EXERCISE AIM
Report every line of the records that contains the word "black", treating uppercase and lowercase as distinct.

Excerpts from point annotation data
···

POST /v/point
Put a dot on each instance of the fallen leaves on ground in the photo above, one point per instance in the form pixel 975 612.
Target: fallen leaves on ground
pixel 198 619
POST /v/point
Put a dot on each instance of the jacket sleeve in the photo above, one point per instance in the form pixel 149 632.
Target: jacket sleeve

···

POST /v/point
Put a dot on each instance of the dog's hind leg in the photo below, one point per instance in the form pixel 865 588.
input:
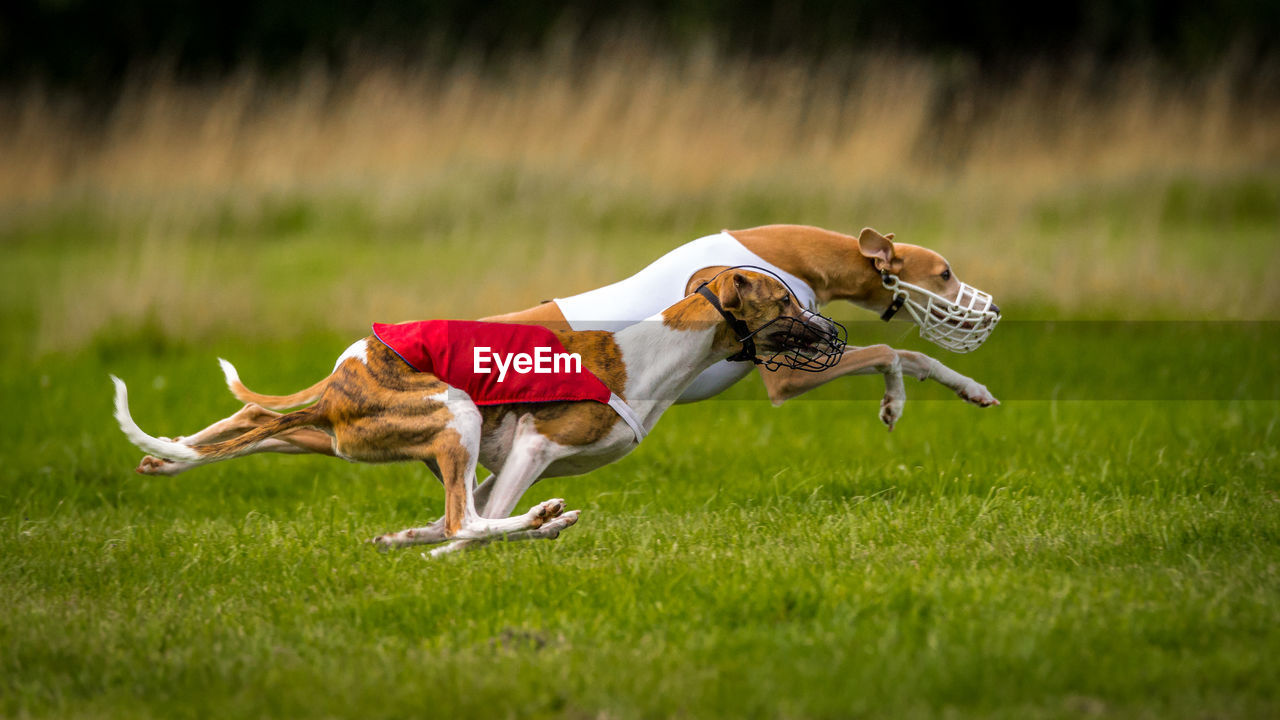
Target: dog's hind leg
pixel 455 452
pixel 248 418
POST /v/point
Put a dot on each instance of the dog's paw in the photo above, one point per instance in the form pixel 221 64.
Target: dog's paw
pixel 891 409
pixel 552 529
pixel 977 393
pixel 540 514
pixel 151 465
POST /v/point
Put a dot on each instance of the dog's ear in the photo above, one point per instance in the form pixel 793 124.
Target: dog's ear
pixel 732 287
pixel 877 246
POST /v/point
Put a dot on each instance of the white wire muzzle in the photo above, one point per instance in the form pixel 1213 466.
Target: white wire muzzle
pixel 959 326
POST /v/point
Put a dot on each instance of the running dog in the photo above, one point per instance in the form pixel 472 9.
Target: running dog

···

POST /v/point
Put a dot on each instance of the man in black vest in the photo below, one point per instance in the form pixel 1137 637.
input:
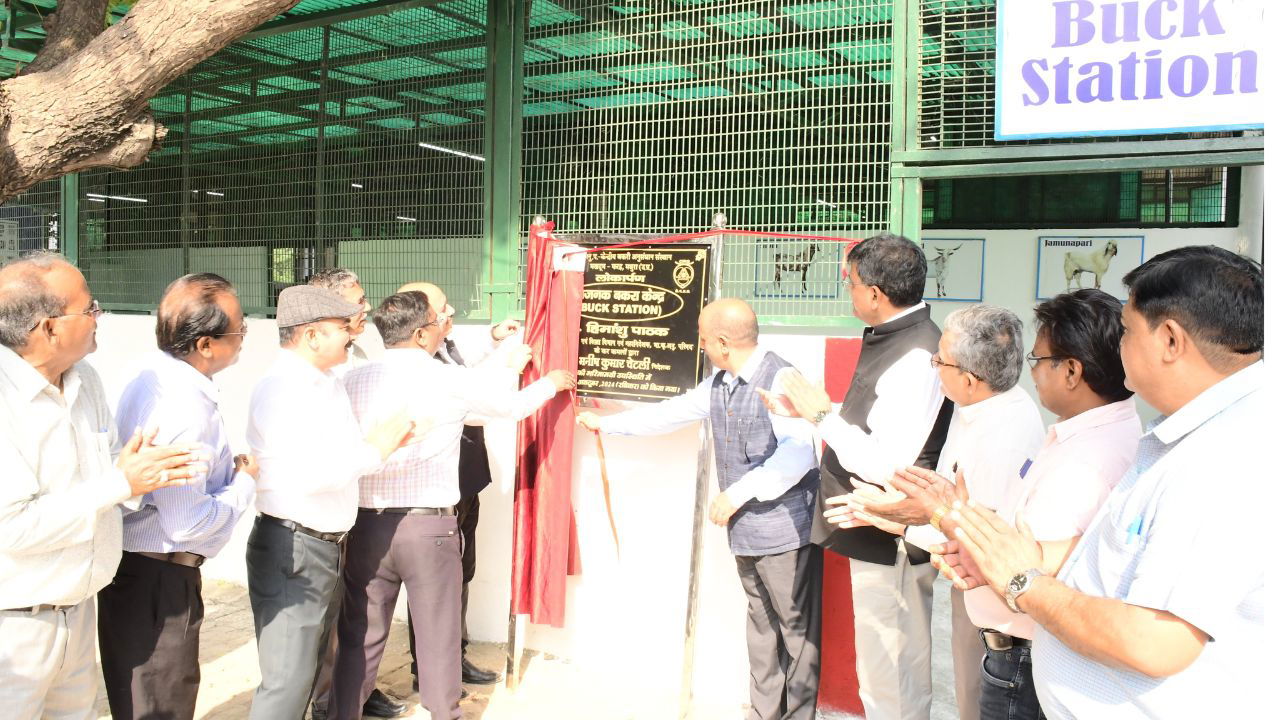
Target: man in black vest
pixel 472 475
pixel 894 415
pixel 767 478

···

ANSWER TO THIS TASK
Put a dot on each instance of the man in black vest in the photo below, one point per instance in the form pixel 1137 637.
Target: man in black vest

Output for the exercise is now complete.